== Segment start ==

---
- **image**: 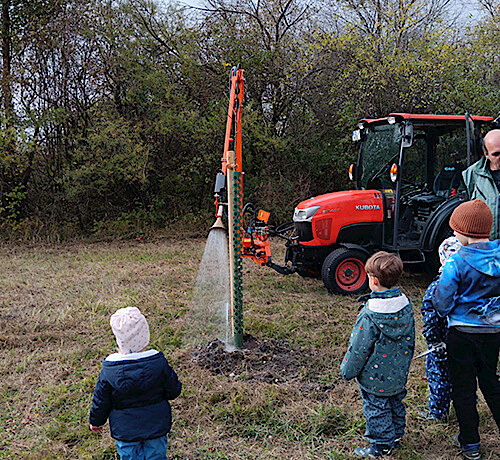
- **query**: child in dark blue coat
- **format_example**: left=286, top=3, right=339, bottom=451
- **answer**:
left=419, top=236, right=461, bottom=422
left=89, top=307, right=182, bottom=459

== Segment end ==

**TASK TO CARRY OUT:** Once the pictures are set aside, please reproduce the remaining material word for word.

**ANSWER TO THIS TASK:**
---
- **image**: 
- **query**: child in dark blue coat
- **format_example**: left=286, top=3, right=339, bottom=451
- **answer**:
left=419, top=236, right=461, bottom=422
left=89, top=307, right=182, bottom=459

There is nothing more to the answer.